■ **CONSIGNE 1**
Modifiez les lignes de la liste, depuis son début jusqu'à la ligne contenant « positive clicks: (472, 276) » incluse, en remplaçant « rough mask » par « approximate mask » et en laissant tout le reste inchangé. Omettez les images dans votre réponse.

■ **TEXTE FOURNI**

49. Le Gouvernement conteste les arguments avancés par le requérant. Il est d'avis que la surveillance des programmes de radio et télévision reste essentielle de plusieurs points de vue. Elle se justifierait, tout d'abord, par le souci de protéger le public d'influences indues, élément d'une importance particulière dans une démocratie directe. La télévision aurait un impact plus fort sur la formation de l'opinion que les autres médias. A ce titre, un régime particulier, distinct de celui applicable à la presse écrite, s'imposerait. La surveillance du contenu des programmes se justifie aussi, selon le Gouvernement, par le fait que la SSR jouit d'un statut particulier, en ce sens qu'elle est l'unique concessionnaire de service public en matière de télévision. Celui-ci lui confère des obligations et des droits spéciaux, notamment du bénéfice de la quasi-totalité du produit de la redevance radio-télévision. Il ne serait que normal que l'on puisse exercer un droit de regard sur la manière dont elle remplit sa mission au service du public tout entier.

■ **LISTE DE TRAVAIL**
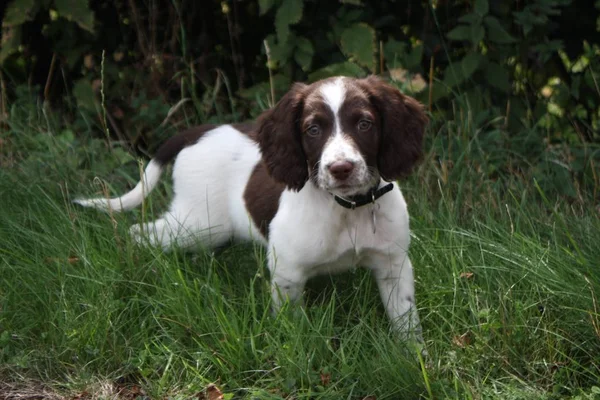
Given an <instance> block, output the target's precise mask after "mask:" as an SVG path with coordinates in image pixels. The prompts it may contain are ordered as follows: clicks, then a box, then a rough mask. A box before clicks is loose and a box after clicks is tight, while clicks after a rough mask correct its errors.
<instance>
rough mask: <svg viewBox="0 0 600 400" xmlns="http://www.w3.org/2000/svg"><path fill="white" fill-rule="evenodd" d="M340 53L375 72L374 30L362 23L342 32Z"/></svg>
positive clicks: (351, 26)
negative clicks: (346, 56) (340, 52)
mask: <svg viewBox="0 0 600 400" xmlns="http://www.w3.org/2000/svg"><path fill="white" fill-rule="evenodd" d="M341 45H342V51H343V52H344V54H346V56H348V57H352V58H353V59H354V60H356V62H357V63H358V64H360V65H362V66H364V67H367V68H368V69H369V70H370V71H371V72H372V71H374V70H375V30H374V29H373V28H372V27H371V26H369V25H367V24H364V23H358V24H354V25H352V26H351V27H349V28H347V29H346V30H344V32H342V37H341Z"/></svg>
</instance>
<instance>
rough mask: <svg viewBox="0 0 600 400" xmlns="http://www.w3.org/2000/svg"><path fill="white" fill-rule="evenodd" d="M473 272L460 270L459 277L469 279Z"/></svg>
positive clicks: (472, 276)
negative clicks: (467, 271) (459, 275)
mask: <svg viewBox="0 0 600 400" xmlns="http://www.w3.org/2000/svg"><path fill="white" fill-rule="evenodd" d="M474 275H475V274H474V273H473V272H461V273H460V276H459V277H460V278H464V279H471V278H472V277H473V276H474Z"/></svg>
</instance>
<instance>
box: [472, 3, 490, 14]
mask: <svg viewBox="0 0 600 400" xmlns="http://www.w3.org/2000/svg"><path fill="white" fill-rule="evenodd" d="M473 8H474V9H475V12H476V13H477V14H479V15H481V16H482V17H483V16H484V15H487V13H488V12H489V11H490V5H489V4H488V0H475V7H473Z"/></svg>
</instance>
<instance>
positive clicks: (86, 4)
mask: <svg viewBox="0 0 600 400" xmlns="http://www.w3.org/2000/svg"><path fill="white" fill-rule="evenodd" d="M54 6H55V7H56V11H58V14H59V15H61V16H63V17H65V18H67V19H68V20H71V21H74V22H75V23H77V25H79V26H80V27H81V28H82V29H85V30H86V31H88V32H94V13H93V12H92V10H90V7H89V4H88V0H54Z"/></svg>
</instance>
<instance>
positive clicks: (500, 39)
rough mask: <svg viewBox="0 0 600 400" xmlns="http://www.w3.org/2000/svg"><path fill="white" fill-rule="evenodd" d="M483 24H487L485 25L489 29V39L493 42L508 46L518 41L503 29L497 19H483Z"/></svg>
mask: <svg viewBox="0 0 600 400" xmlns="http://www.w3.org/2000/svg"><path fill="white" fill-rule="evenodd" d="M483 22H485V25H486V26H487V28H488V38H489V39H490V40H491V41H492V42H495V43H500V44H506V43H513V42H515V41H516V39H515V38H514V37H512V36H511V35H510V33H508V32H507V31H506V30H505V29H504V28H503V27H502V25H501V24H500V21H498V19H497V18H496V17H492V16H491V15H488V16H487V17H485V18H484V19H483Z"/></svg>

■ **CONSIGNE 2**
Répondez brièvement aux questions suivantes d'après le texte fourni.
(a) Selon le Gouvernement, quel média aurait sur la formation de l'opinion un impact plus fort que les autres médias ?
(b) Quel statut particulier la SSR détient-elle en matière de télévision ?
(c) De quelle part du produit de la redevance radio-télévision la SSR bénéficie-t-elle ?

■ **ZONE DE RÉPONSE 1**
Given an <instance> block, output the target's precise mask after "mask:" as an SVG path with coordinates in image pixels. The prompts it may contain are ordered as follows: clicks, then a box, then a approximate mask. A box before clicks is loose and a box after clicks is tight, while clicks after a approximate mask correct its errors.
<instance>
approximate mask: <svg viewBox="0 0 600 400" xmlns="http://www.w3.org/2000/svg"><path fill="white" fill-rule="evenodd" d="M340 53L375 72L374 30L362 23L342 32Z"/></svg>
positive clicks: (351, 26)
negative clicks: (346, 56) (340, 52)
mask: <svg viewBox="0 0 600 400" xmlns="http://www.w3.org/2000/svg"><path fill="white" fill-rule="evenodd" d="M341 45H342V51H343V52H344V54H346V56H348V57H352V58H353V59H354V60H356V62H357V63H358V64H360V65H362V66H364V67H367V68H368V69H369V70H370V71H371V72H372V71H374V70H375V30H374V29H373V28H372V27H371V26H369V25H367V24H364V23H358V24H354V25H352V26H351V27H349V28H347V29H346V30H344V32H342V37H341Z"/></svg>
</instance>
<instance>
approximate mask: <svg viewBox="0 0 600 400" xmlns="http://www.w3.org/2000/svg"><path fill="white" fill-rule="evenodd" d="M473 272L460 270L459 277L469 279Z"/></svg>
positive clicks: (472, 276)

■ **ZONE DE RÉPONSE 2**
(a) La télévision.
(b) Elle est l'unique concessionnaire de service public en matière de télévision.
(c) De la quasi-totalité.